Work instruction:
In two sentences, summarize the passage on polysaccharide microneedles for cancer immunotherapy.

Cancer immunotherapy involves harnessing the body's immune system to fight tumors; however, delivering treatments effectively and precisely remains a challenge. To that end, transdermal drug delivery via microneedles (MNs) offers a minimally invasive solution.
A new review in Glycoscience & Therapy focuses on a new material for these microneedles: natural polysaccharides. Derived from sources like plants, animals, and microbes, these sugars (e.g., hyaluronic acid, chitosan) are not only highly biocompatible and biodegradable but can also actively modulate the immune system.
The review distinguishes itself by positioning PMNs as an integrated "active therapeutic platform rather than passive drug carriers. The authors examined how PMNs function as both a delivery vehicle and an immunomodulator. They found that PMNs can transport various anti-cancer agents—from small molecules and antibodies to nanoparticles—directly into the skin, targeting rich networks of immune cells. Beyond simple delivery, the polysaccharide matrix itself can actively interact with and modulate these immune cells, creating a powerful dual-action therapy.

Data:
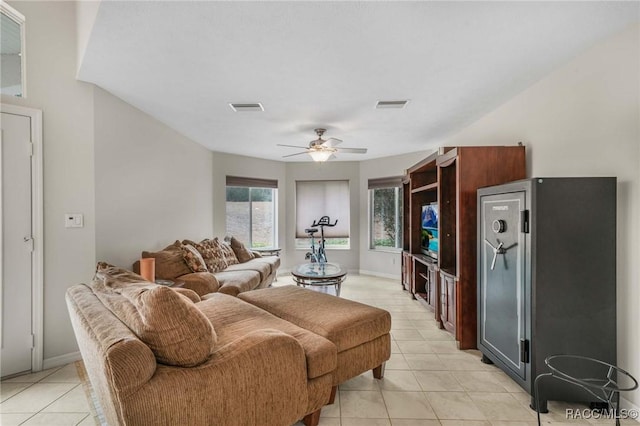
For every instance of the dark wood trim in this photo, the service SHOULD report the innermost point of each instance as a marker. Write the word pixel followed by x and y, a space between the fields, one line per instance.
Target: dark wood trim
pixel 332 397
pixel 378 372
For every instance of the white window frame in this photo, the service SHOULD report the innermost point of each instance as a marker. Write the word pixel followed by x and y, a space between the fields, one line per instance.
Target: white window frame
pixel 19 19
pixel 255 183
pixel 386 183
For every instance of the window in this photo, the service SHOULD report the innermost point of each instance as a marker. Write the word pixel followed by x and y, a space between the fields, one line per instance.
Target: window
pixel 251 211
pixel 12 73
pixel 385 213
pixel 315 199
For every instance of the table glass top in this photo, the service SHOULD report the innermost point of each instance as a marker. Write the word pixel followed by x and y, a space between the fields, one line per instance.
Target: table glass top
pixel 319 270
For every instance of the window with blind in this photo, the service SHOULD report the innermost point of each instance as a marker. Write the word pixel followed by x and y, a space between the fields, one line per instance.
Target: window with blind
pixel 385 213
pixel 315 199
pixel 252 211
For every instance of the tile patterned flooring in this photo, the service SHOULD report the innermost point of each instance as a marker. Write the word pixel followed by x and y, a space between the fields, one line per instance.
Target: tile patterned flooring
pixel 427 382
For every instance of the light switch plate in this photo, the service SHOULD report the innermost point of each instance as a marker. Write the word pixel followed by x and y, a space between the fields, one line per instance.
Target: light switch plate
pixel 73 220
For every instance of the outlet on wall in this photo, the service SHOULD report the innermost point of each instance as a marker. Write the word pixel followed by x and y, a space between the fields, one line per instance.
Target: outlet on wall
pixel 73 220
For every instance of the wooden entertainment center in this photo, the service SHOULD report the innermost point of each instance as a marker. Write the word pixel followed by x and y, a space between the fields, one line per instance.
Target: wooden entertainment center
pixel 448 179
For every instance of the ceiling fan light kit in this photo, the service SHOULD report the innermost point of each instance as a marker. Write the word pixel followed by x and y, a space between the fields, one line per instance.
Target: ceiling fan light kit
pixel 322 150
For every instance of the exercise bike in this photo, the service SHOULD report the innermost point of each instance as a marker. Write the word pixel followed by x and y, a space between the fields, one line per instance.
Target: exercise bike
pixel 319 255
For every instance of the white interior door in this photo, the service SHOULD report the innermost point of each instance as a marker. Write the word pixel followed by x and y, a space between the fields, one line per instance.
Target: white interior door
pixel 17 245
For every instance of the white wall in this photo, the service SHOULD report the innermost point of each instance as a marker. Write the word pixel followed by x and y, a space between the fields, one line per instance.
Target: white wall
pixel 152 184
pixel 377 262
pixel 584 120
pixel 86 12
pixel 67 107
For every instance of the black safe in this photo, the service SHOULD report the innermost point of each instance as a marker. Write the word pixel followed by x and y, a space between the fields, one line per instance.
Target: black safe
pixel 547 277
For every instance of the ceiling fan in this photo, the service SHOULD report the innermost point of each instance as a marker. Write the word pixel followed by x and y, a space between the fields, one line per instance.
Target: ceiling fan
pixel 323 149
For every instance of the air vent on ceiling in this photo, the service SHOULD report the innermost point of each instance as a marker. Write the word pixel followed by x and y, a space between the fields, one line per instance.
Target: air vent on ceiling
pixel 391 104
pixel 247 107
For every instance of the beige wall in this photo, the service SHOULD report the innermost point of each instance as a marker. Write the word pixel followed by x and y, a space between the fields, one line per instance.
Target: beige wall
pixel 67 109
pixel 377 262
pixel 152 185
pixel 584 120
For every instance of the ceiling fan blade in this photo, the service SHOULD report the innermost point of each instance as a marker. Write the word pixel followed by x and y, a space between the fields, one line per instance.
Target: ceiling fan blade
pixel 353 150
pixel 331 142
pixel 293 146
pixel 291 155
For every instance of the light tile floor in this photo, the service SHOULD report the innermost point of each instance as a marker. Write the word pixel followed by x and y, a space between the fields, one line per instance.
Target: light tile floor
pixel 427 382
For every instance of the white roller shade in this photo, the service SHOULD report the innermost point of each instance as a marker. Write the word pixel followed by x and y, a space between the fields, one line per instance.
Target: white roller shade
pixel 315 199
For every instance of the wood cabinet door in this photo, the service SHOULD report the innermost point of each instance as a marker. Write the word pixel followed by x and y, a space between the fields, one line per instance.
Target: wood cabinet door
pixel 448 302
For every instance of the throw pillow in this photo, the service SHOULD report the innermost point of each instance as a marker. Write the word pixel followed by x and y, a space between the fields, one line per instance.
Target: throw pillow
pixel 228 253
pixel 242 253
pixel 193 258
pixel 211 252
pixel 170 262
pixel 171 325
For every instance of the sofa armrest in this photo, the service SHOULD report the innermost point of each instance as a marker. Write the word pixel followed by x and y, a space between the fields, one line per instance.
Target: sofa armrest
pixel 200 282
pixel 259 378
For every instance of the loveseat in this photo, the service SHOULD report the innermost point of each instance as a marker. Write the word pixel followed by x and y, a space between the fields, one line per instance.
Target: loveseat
pixel 212 266
pixel 159 356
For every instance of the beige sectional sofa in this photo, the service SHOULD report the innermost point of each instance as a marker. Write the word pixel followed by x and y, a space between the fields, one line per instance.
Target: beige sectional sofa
pixel 226 267
pixel 156 357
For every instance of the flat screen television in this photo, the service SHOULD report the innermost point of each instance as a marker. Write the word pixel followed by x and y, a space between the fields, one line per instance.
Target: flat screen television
pixel 429 230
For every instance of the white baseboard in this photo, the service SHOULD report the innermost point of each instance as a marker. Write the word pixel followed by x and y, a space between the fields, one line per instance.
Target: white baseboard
pixel 380 274
pixel 58 361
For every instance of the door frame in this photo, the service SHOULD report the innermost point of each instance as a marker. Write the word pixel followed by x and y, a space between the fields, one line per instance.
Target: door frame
pixel 37 229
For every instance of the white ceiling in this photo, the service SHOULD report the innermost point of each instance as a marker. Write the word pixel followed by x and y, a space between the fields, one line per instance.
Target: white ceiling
pixel 325 64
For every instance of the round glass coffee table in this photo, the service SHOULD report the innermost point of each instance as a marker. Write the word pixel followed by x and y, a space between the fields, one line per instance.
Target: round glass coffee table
pixel 319 274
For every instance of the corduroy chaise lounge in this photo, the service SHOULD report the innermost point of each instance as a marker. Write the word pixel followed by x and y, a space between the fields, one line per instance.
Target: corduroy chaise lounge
pixel 156 357
pixel 360 332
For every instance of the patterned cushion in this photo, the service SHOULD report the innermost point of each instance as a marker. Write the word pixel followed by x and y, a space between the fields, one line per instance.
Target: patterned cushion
pixel 171 325
pixel 170 262
pixel 211 252
pixel 193 258
pixel 229 255
pixel 240 250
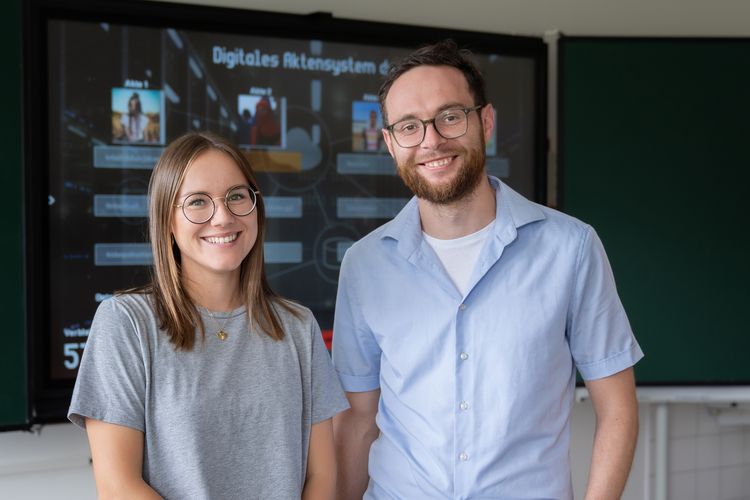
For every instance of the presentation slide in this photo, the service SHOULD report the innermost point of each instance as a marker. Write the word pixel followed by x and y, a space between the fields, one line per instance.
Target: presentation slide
pixel 305 112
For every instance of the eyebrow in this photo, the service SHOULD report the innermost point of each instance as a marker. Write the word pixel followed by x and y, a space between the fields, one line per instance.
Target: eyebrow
pixel 452 105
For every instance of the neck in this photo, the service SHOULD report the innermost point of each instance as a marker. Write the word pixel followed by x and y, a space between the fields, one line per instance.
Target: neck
pixel 465 216
pixel 215 293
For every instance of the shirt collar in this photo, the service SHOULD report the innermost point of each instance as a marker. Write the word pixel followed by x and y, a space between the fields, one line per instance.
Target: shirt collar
pixel 512 212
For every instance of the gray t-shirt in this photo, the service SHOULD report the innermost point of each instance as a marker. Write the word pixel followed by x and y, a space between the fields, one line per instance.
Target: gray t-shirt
pixel 229 419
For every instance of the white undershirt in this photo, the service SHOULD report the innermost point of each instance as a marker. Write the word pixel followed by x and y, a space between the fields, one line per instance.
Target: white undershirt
pixel 459 256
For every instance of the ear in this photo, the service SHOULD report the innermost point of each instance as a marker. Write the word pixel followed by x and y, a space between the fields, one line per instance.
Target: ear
pixel 388 141
pixel 488 121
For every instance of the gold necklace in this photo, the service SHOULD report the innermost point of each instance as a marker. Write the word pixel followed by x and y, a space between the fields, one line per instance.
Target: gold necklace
pixel 221 334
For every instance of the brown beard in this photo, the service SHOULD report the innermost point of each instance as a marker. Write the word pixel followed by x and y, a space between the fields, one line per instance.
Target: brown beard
pixel 466 180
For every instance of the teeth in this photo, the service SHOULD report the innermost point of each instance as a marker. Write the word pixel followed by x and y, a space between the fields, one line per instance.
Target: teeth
pixel 438 163
pixel 222 239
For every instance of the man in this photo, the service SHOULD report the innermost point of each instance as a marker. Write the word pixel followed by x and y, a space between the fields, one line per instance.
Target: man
pixel 460 323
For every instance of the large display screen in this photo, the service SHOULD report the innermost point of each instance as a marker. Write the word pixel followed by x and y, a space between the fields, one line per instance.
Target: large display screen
pixel 303 109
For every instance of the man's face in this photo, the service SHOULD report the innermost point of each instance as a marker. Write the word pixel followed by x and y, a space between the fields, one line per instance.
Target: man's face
pixel 438 170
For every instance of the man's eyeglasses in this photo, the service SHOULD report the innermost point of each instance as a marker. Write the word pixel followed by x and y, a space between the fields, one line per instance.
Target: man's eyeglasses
pixel 450 124
pixel 200 208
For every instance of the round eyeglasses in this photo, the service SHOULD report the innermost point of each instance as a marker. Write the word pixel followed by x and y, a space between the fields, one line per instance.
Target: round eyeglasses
pixel 200 208
pixel 450 124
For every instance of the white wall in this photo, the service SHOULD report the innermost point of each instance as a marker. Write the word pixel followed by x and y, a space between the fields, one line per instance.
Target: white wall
pixel 706 462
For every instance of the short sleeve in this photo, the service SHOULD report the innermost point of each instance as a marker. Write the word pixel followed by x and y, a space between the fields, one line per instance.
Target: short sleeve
pixel 111 382
pixel 327 397
pixel 356 354
pixel 601 340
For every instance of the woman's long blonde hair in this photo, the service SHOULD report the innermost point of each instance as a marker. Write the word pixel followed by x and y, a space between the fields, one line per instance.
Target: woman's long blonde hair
pixel 176 312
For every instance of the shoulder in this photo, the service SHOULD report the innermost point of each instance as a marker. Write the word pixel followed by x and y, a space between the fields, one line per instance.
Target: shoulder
pixel 135 308
pixel 294 317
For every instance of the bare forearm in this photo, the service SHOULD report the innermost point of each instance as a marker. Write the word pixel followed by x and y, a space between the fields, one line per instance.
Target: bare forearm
pixel 614 447
pixel 353 439
pixel 136 489
pixel 616 434
pixel 319 487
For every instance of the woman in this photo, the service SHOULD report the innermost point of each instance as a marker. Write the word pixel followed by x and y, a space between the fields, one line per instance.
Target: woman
pixel 206 384
pixel 134 123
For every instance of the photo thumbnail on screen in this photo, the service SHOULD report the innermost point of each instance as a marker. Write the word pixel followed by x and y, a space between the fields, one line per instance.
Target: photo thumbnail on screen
pixel 367 124
pixel 262 121
pixel 137 116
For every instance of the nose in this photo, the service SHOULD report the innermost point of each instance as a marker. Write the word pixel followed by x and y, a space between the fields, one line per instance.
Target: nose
pixel 222 215
pixel 431 137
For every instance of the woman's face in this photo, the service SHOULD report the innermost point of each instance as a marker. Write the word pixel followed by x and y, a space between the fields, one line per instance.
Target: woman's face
pixel 216 248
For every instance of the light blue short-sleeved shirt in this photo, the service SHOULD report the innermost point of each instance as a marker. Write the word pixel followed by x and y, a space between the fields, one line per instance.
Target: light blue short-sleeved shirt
pixel 477 389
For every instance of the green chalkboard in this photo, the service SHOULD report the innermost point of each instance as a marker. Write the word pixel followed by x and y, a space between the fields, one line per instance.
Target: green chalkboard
pixel 13 402
pixel 655 154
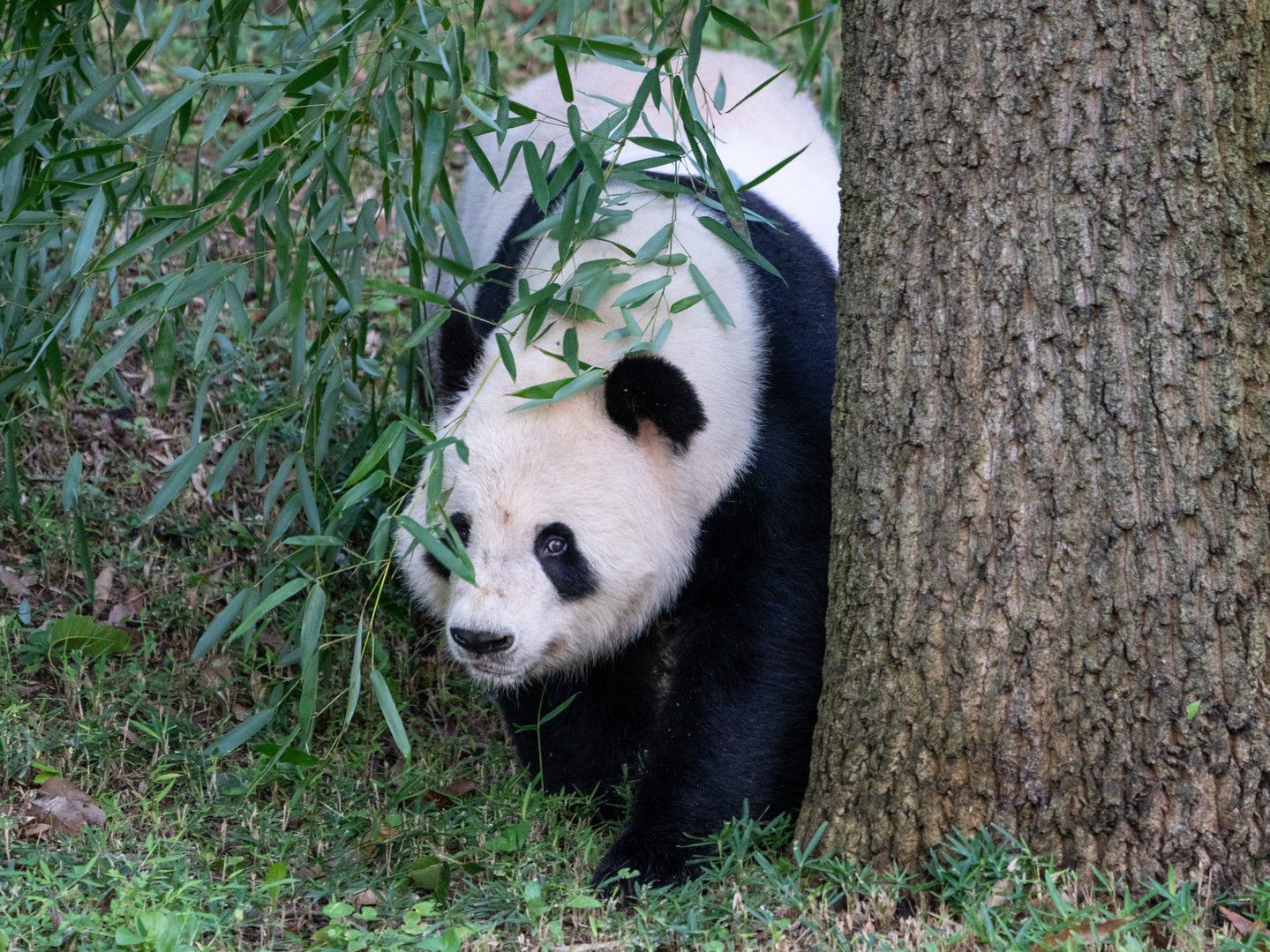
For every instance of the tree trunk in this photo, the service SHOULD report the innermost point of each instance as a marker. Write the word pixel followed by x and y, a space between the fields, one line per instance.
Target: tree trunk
pixel 1052 436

Written solution:
Cancer immunotherapy turns the body's immune system against tumors, but delivering treatments effectively and precisely is difficult, and microneedles offer a minimally invasive way to deliver drugs through the skin. A review in Glycoscience & Therapy examines microneedles made from natural polysaccharides, which are biocompatible, biodegradable and able to modulate the immune system, and finds that these microneedles carry anti-cancer agents into the skin's immune-cell networks while the polysaccharide matrix also acts on those immune cells.